When Robert Schumann published his Album for the Young he intended to include his “Musical Rules for Life and the Home” in the publication. It was not included in the first edition, but did appear in the second edition. There are 68 “rules” and, like Mrs. Curwen’s “Maxims” in her 1886 method book, they are surprisingly current and up to date. If you wish to read all 68, they can be found as an appendix in the Wiener Urtext (Schott Universal) edition. For obvious reasons, space will allow only a selection of this great composer’s thoughts on music, life and home and my apologies for a bit of judicious editing.

    • Ear training is the most important thing of all. From the very start, try hard to recognize notes and keys. Bells, the window-pane, the cuckoo: listen to the sounds they make.
    • Play in strict time! The way many virtuosi play sounds like a drunkard trying to walk. Don’t take people like that as a model.
    • Learn the basic rules of harmony from the very start.
    • Make the effort to play easy pieces cleanly and beautifully; that’s better than giving a second-rate performance of a difficult piece.
    • When you play, don’t worry about who can hear you.
    • Don’t ever strum carelessly! Always play eagerly, and never stop half way through a piece!
    • Don’t ever use your technique to show off. When playing a composition, try to create the effects the composer had in mind; that’s all you need to do. Anything else is distortion.

# Rows:
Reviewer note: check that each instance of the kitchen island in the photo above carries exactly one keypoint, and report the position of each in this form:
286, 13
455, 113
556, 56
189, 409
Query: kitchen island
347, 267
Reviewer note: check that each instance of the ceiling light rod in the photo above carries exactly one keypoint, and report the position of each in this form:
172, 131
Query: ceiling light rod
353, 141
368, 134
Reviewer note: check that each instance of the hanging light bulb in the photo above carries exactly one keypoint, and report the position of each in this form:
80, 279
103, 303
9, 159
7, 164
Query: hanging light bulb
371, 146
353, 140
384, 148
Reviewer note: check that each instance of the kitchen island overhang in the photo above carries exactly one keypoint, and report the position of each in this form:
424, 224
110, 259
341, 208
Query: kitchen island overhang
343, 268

# Problem 1:
Write out the stretch of the Schumann passage from "When Robert Schumann" through "sounds they make.".
# Problem 2:
Using the passage on Schumann's rules, decide whether each statement agrees with it. Answer yes or no and quote the words that settle it.
(a) Schumann's rules were printed in the first edition of his Album for the Young.
(b) Schumann wrote 68 rules in total.
(c) The rules encourage players to use their technique to show off.
Work from the passage on Schumann's rules alone.

# Task solution 1:
When Robert Schumann published his Album for the Young he intended to include his “Musical Rules for Life and the Home” in the publication. It was not included in the first edition, but did appear in the second edition. There are 68 “rules” and, like Mrs. Curwen’s “Maxims” in her 1886 method book, they are surprisingly current and up to date. If you wish to read all 68, they can be found as an appendix in the Wiener Urtext (Schott Universal) edition. For obvious reasons, space will allow only a selection of this great composer’s thoughts on music, life and home and my apologies for a bit of judicious editing.

    • Ear training is the most important thing of all. From the very start, try hard to recognize notes and keys. Bells, the window-pane, the cuckoo: listen to the sounds they make.

# Task solution 2:
(a) No: "It was not included in the first edition, but did appear in the second edition."
(b) Yes: "There are 68 “rules”"
(c) No: "Don’t ever use your technique to show off."